In the Japanese politics roundup, reproduce the passage between "Dominos to fall?" and "announcement for April.", inclusive.

Text provided
##############################
Dominos to fall? | This Week in Japanese Politics
The kickback scandal induces the retirement of a major figure, the budget passes, and the US and Japan prepare a major announcement for April.
Ahead of the punishments for Liberal Democratic Party (LDP) figures implicated in the kickback scandal Prime Minister Kishida Fumio will announce next week, senior LDP lawmaker and faction boss Nikai Toshihiro said he would not seek reelection. The opposition parties continue to seek closer coordination, with some difficulty, and the Tokyo-15 by-election takes shape. The upper house passed the FY2024 budget – the second-largest budget ever – and the Kishida and his finance minister expressed their concerns about the yen, which reached a forty-four-year low against the dollar. Plus: questions about Kishida’s foreign policies.
Politics
Nikai Toshihiro, the faction boss and former LDP secretary-general who was an important pillar of the second Abe administration, announced on Monday, 25 March that he would not run in the next general election. The move preempts punishment he would likely receive from the LDP for his role in the party’s kickback scandal as the head of one of the factions implicated in the scandal. He may still receive a lesser punishment, but Nikai’s move frees Kishida to focus on the Abe faction’s leaders.
##############################
Dataset entries
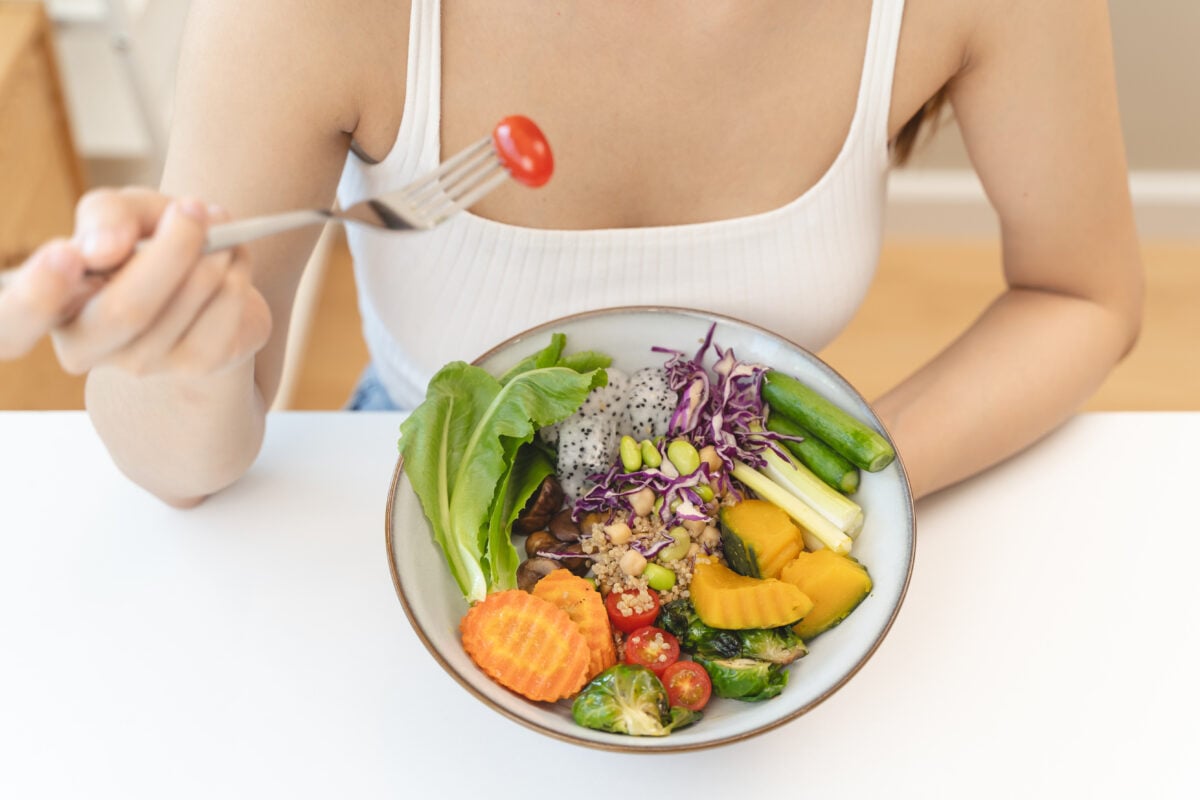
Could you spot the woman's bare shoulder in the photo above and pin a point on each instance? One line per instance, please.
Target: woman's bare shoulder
(340, 65)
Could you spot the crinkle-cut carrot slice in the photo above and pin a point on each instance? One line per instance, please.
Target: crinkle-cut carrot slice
(526, 644)
(585, 606)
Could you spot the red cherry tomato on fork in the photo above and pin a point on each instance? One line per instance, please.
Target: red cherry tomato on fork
(653, 648)
(523, 150)
(688, 685)
(630, 623)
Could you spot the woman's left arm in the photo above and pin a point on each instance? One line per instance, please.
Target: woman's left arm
(1037, 104)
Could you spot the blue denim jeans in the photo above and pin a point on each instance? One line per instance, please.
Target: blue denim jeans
(370, 395)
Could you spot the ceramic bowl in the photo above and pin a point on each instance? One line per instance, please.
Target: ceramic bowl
(435, 605)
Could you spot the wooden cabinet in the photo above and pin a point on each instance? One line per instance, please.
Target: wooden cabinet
(40, 181)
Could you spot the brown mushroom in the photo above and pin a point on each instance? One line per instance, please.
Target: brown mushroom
(580, 565)
(540, 507)
(539, 541)
(564, 528)
(534, 570)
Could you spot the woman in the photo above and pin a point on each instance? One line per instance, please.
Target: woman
(724, 155)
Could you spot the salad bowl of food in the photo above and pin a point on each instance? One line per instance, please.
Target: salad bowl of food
(648, 529)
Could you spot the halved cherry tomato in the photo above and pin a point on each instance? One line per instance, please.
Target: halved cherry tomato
(630, 623)
(523, 150)
(688, 685)
(652, 647)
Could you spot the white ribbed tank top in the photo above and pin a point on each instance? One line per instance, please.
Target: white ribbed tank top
(801, 270)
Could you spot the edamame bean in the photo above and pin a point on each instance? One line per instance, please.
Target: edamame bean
(651, 455)
(630, 455)
(659, 577)
(684, 456)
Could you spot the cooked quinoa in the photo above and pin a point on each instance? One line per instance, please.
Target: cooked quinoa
(646, 531)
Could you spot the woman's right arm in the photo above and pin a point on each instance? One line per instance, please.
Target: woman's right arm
(184, 353)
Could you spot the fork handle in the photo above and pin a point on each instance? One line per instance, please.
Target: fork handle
(240, 232)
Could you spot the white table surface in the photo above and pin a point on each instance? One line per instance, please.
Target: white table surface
(255, 647)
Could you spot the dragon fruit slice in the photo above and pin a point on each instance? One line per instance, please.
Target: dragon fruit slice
(587, 444)
(649, 404)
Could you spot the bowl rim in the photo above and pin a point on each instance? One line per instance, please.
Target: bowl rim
(619, 745)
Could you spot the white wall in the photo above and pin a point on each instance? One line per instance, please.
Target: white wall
(1158, 83)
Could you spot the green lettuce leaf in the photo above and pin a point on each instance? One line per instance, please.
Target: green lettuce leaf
(460, 446)
(531, 465)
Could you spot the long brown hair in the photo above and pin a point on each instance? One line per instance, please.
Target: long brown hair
(922, 126)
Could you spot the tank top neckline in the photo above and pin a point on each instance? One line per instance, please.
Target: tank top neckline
(424, 84)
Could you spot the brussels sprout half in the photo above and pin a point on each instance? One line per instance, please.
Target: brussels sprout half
(629, 699)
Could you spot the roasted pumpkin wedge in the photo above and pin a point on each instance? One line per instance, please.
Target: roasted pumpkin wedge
(759, 537)
(837, 584)
(726, 600)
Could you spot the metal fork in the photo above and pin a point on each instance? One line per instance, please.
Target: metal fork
(515, 149)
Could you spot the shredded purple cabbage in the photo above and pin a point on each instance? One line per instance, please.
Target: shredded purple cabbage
(721, 414)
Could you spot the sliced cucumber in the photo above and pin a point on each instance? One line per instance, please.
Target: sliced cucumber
(853, 439)
(826, 463)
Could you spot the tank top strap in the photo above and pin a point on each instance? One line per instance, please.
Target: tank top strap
(879, 71)
(418, 143)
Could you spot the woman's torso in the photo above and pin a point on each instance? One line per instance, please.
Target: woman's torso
(726, 156)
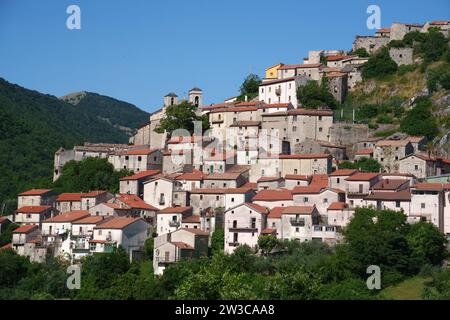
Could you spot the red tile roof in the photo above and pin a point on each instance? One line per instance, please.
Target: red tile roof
(235, 109)
(273, 195)
(135, 202)
(175, 210)
(297, 177)
(295, 156)
(363, 176)
(35, 192)
(93, 194)
(257, 207)
(33, 209)
(117, 223)
(91, 220)
(307, 189)
(339, 57)
(6, 246)
(223, 176)
(275, 213)
(319, 180)
(26, 229)
(269, 231)
(196, 231)
(364, 151)
(182, 245)
(343, 172)
(389, 184)
(69, 216)
(337, 206)
(191, 219)
(269, 179)
(140, 152)
(298, 210)
(184, 139)
(403, 195)
(195, 175)
(140, 175)
(300, 66)
(310, 112)
(428, 186)
(69, 197)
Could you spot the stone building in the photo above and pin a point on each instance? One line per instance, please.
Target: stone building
(401, 56)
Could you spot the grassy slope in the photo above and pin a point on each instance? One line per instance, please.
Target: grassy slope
(32, 127)
(410, 289)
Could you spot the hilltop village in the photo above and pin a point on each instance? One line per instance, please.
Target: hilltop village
(267, 166)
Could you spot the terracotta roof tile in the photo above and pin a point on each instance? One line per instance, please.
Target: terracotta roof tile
(33, 209)
(140, 175)
(117, 223)
(35, 192)
(141, 152)
(298, 210)
(196, 231)
(363, 176)
(73, 197)
(273, 195)
(69, 216)
(337, 206)
(343, 172)
(182, 210)
(26, 229)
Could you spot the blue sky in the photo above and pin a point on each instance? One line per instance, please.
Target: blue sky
(138, 51)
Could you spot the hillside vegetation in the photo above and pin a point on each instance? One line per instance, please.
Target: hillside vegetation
(32, 127)
(122, 115)
(413, 98)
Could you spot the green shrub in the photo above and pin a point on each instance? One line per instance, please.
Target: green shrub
(384, 119)
(379, 65)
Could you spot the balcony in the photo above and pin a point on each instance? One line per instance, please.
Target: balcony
(297, 222)
(174, 224)
(242, 229)
(162, 261)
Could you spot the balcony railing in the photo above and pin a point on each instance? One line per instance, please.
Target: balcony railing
(297, 222)
(175, 224)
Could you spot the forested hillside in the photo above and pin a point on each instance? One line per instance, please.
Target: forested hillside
(32, 127)
(120, 114)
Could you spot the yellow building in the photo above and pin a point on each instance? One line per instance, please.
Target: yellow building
##############################
Response for this exercise
Dominos to fall? | This Week in Japanese Politics
The kickback scandal induces the retirement of a major figure, the budget passes, and the US and Japan prepare a major announcement for April.